### Activity list
1) Update the Hospital Canyon text from "Indiana Jones was" through "want me to.", replacing "theme song" with "soundtrack".
2) For each statement below, say yes or no depending on whether it agrees with the Hospital Canyon text, and quote the words from the text that decide it. (a) The writer grew up in Northern Michigan. (b) The writer is not a diver. (c) The writer eventually went to see the buildings of Hospital Canyon.

Hospital Canyon

Indiana Jones was Right.

I’m not sure how many of us would admit this, but I decided to become an archaeologist because of Indiana Jones. He had it all: action, adventure, the whip and fedora. And the theme song. Man, that theme song! When I was a kid, I used to spend my summers on the boat at Elephant Butte Lake in southern New Mexico, begging my dad to take me to Hospital Canyon so that I could see the building that were lurking just below the surface of the water. Each time we went, I would look down into the water, see the wooden buildings and tell myself that one day, I would go down there. Afterall, Indy would want me to.
Fast forward twenty years. I no longer live in southern New Mexico but in Northern Michigan. I never did get to go and check out the buildings of Hospital Canyon, but I did decide to follow in Indiana Jones’s footsteps. Kind of. I am a student of archeology, you see- nautical archaeology. Not something I would have expected from myself having grown up in the deserts of New Mexico, but there you are. I am not a diver, which some might think would hinder my ability to participate in field work. When I started studying the subject, I honestly thought the same thing. As it turns out, Lake Michigan is the place to be this summer.

### Dataset entries

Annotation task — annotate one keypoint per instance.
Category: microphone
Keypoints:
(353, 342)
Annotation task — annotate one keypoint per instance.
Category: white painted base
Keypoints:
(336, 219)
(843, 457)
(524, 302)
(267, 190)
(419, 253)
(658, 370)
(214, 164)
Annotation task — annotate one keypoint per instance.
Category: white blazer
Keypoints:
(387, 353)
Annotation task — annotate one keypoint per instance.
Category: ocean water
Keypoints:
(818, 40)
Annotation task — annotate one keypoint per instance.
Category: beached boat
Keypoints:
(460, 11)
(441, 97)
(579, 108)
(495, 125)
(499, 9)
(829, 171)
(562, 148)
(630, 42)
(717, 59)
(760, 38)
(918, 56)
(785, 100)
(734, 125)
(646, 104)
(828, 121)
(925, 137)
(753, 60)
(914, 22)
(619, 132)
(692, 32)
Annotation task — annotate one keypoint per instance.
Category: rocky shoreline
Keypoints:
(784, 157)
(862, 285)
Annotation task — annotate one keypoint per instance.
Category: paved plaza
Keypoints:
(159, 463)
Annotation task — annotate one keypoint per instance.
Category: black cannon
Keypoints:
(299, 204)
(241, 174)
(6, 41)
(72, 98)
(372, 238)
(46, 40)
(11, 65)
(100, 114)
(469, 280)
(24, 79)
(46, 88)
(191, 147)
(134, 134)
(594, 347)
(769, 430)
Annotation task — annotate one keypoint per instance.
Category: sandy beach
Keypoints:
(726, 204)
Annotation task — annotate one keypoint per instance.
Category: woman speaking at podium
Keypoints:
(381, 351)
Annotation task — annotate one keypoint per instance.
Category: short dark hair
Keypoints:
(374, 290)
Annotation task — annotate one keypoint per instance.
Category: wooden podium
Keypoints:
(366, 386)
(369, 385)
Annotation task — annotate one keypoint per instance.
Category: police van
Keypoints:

### Outputs for the tasks
1)
Indiana Jones was Right.

I’m not sure how many of us would admit this, but I decided to become an archaeologist because of Indiana Jones. He had it all: action, adventure, the whip and fedora. And the soundtrack. Man, that soundtrack! When I was a kid, I used to spend my summers on the boat at Elephant Butte Lake in southern New Mexico, begging my dad to take me to Hospital Canyon so that I could see the building that were lurking just below the surface of the water. Each time we went, I would look down into the water, see the wooden buildings and tell myself that one day, I would go down there. Afterall, Indy would want me to.

2)
(a) No: "having grown up in the deserts of New Mexico"
(b) Yes: "I am not a diver"
(c) No: "I never did get to go and check out the buildings of Hospital Canyon"